_Complete the following:_
**a.** Answer these questions from the passage on approximating AC^0 circuits by polynomials, one per line:
(i) Whose paper does the passage say such approximations go back to, and what kind of polynomials does that paper consider?
(ii) With what probability is each element of [s] included in the random subset S_i?
(iii) What error parameter is used when building the polynomial for each gate?
**b.** Retype the passage on approximating AC^0 circuits by polynomials, starting with "The important features" and going on through "earlier still work.".
**c.** Write what comes next in the passage on approximating AC^0 circuits by polynomials, beginning right after its last sentence.

_Provided passage:_
Theorem 4. For all $\textrm {AC}^0$ circuits $C(x_1, \dots , x_n)$ of size $s$ and depth $d$, for all distributions $D$ over $\{0,1\}^n$, for all $\epsilon$, there exists a polynomial $p(x_1, \dots , x_n)$ of degree $\log ^{O(d)} s/\epsilon$ such that

\begin{aligned}\Pr _{x \leftarrow D}[p(x) = C(x)] \geq 1 - \epsilon .\end{aligned}

The important features of this approximation are that it works under any distribution, and when the polynomial is correct it outputs a boolean value.

Similar approximations appear in many papers, going back to Razborov’s paper [Raz87] (who considers polynomials modulo 2) which uses ideas from earlier still work.

Note that the polynomial $p$ depends on the circuit $C$ chosen, and on the distribution. This theorem is not a good enough approximation because on the $\epsilon$ fraction of inputs where the polynomial and circuit are unequal, the value of the polynomial can (and does) explode to be much greater than $1/\epsilon$. This prevents us from bounding the average of the polynomial.

Nevertheless, let us prove the above theorem.

Proof. Consider one OR-gate of fan-in $s$. We construct a distribution of polynomials that compute any input with high probability. This implies that there is a fixed polynomial that computes the circuit on a large fraction of the inputs by an averaging argument.

For $i = 1, 2, \dots , \log s$. let $S_i$ be a random subset of $[s]$ where every element is included with probability $1/2^i$, independently.

Suppose $x$ has Hamming weight $2^j$. Then, $\mathbb {E}[\sum _{n \in S_j} x_n] = 1$. And the sum can be shown to equal $1$ with constant probability.

Define the approximation polynomial $p$ to be

\begin{aligned}p(x) := 1 - \prod _{i=1}^{\log s} (1 - \sum _{h \in S_i} x_h)\end{aligned}

Note that if $x$ has weight $w > 0$, then $p(x) = 0$ with constant probability. If $w =0$, then $p(x) = 1$ with probability $1$. We can adjust the error probability to $\epsilon$ by repeating each term in the product $\log (1/\epsilon )$ times.

Thus, we can approximate one gate with the above polynomial of degree $O(\log (s) \cdot \log (1/\epsilon ))$. Construct polynomials as $p$ above for each gate, with error parameter $\epsilon /s$. The probability that any of them is wrong is at most $\epsilon$ by a union bound. To obtain the approximating polynomial for the whole circuit compose all the polynomials together. Since the circuit is of depth $d$, the final degree of the approximating polynomial is $(\log (s) \cdot \log (s/\epsilon ))^{d}$, as desired.

_Data excerpts:_
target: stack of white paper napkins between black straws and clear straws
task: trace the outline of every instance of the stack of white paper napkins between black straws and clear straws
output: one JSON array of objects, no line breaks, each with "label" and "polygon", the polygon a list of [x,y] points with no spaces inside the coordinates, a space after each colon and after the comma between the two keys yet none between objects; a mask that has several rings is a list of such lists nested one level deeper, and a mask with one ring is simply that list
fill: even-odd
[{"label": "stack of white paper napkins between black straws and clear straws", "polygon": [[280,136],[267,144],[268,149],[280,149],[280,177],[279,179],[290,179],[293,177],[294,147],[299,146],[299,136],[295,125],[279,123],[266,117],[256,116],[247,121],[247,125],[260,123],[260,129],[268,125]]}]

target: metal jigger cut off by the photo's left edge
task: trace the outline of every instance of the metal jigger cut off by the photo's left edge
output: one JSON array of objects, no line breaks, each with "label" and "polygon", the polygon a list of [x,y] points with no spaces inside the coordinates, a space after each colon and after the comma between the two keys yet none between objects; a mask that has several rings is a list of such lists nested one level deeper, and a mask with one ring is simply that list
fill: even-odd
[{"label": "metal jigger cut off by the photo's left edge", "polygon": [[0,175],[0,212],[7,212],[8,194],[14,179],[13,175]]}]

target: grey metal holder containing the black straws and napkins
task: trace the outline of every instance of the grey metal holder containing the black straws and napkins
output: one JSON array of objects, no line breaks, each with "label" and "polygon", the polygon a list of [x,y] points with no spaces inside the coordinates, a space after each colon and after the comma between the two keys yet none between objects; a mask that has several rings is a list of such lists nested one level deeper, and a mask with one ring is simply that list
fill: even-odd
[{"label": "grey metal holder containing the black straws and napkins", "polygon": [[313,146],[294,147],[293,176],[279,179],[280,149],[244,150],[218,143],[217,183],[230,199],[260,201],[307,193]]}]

_Task-by-task results:_
**a.**
(i) Razborov's paper [Raz87], which considers polynomials modulo 2.
(ii) With probability 1/2^i, independently for each element.
(iii) ε/s.

**b.**
The important features of this approximation are that it works under any distribution, and when the polynomial is correct it outputs a boolean value.

Similar approximations appear in many papers, going back to Razborov’s paper [Raz87] (who considers polynomials modulo 2) which uses ideas from earlier still work.

**c.**
As mentioned at the beginning, this is a distribution on polynomials that computes correctly any input with probability at least $1-\epsilon$. By averaging, there exists a fixed polynomial that computes correctly a $1-\epsilon$ fraction of inputs. $\square$

It can be verified that the value of the polynomial can be larger than $1/\epsilon$. The polynomial for the gates closest to the input can be as large as $s$. Then at the next level it can be as large as $s^{\log s/\epsilon }$, which is already much larger than $1/\epsilon$.

#### 1.3 Approximation 2

Theorem 5.[Linial, Mansour, Nisan ’93 [LMN93]] For all circuits $C$ of size $s$ and depth $d$, for all error values $\epsilon$, there exists a polynomial $p(x_1, \dots , x_n)$ of degree $\log (s/\epsilon )^{O(d)}$ such that

\begin{aligned} \mathbb {E}_{x \leftarrow U_n}[(C(x) - p(x))^2] \leq \epsilon \end{aligned}

The important feature of this approximation is that it bounds the average, but only under the uniform distribution. Because it does not provide any guarantee on other distributions, including $k$-wise independent distributions, it cannot be used directly for our aims.

Remark 6. Approximation 2 is proved via the switching lemma, an influential lemma first proved in the early 80’s by Ajtai [Ajt83] and by Furst, Saxe, and Sipser [FSS84]. The idea is to randomly set a subset of the variables to simplify the circuit. You can do this repeatedly to simplify the circuit even further, but it only works on the uniform distribution. Hastad [Hås87] gave a much tighter analysis of the switching lemma, which is reflected in the parameters of Approximation 2.

#### 1.4 Bounded Independence Fools $\textrm {AC}^0$

Theorem 7.[Braverman [Bra10]] For all circuits $C$ with unbounded fan-in of size $s$ and depth $d$, for all error values $\epsilon$, for all $k$-wise independent distributions $D$ on $\{0,1\}^n$, we have that

\begin{aligned} |\mathbb {E}[C(D)] - \mathbb {E}[C(U_n)]| \leq \epsilon \end{aligned}

for $k = \log (s/\epsilon )^{O(d^2)}$.

Tal [Tal17] later improved the exponent in $k$ to $d$ but this is more complicated to show.

Corollary 8. In particular, if $s = \textrm {poly}(n)$, $d = O(1)$, $s = 1/\textrm {poly}(n)$, then $k = \log ^{O(1)}(n)$ suffices.

The next claim is the ultimate polynomial approximation used to prove the theorem.

Claim 9. For all circuits $C$ with unbounded fan-in of size $s$ and depth $d$, for all error values $\epsilon$, for all $k$-wise independent distributions $D$ on $\{0,1\}^n$, there is a set $E$ of inputs, and a degree-$k$ polynomial $p$ such that:

1. $E$ is ’rare’ under both $D$ and $U_n$:
$\Pr _{x \leftarrow U_n}[E(x) = 1] \leq \epsilon$, and $\Pr _{x \leftarrow D}[E(x) =1] \leq \epsilon$. Here we write $E(x)$ for the indicator function of the event $x \in E$.
2. For all $x$, $p(x) \leq C(x) \vee E(x)$. Here $\vee$ is the logical Or.
3. $\mathbb {E}[p(U_n)] = \mathbb {E}[C(U_n)] \pm \epsilon$.

We only need (1) under $D$, but (1) under $U$ is used to prove (3).

Proof of Theorem 7 from Claim 9.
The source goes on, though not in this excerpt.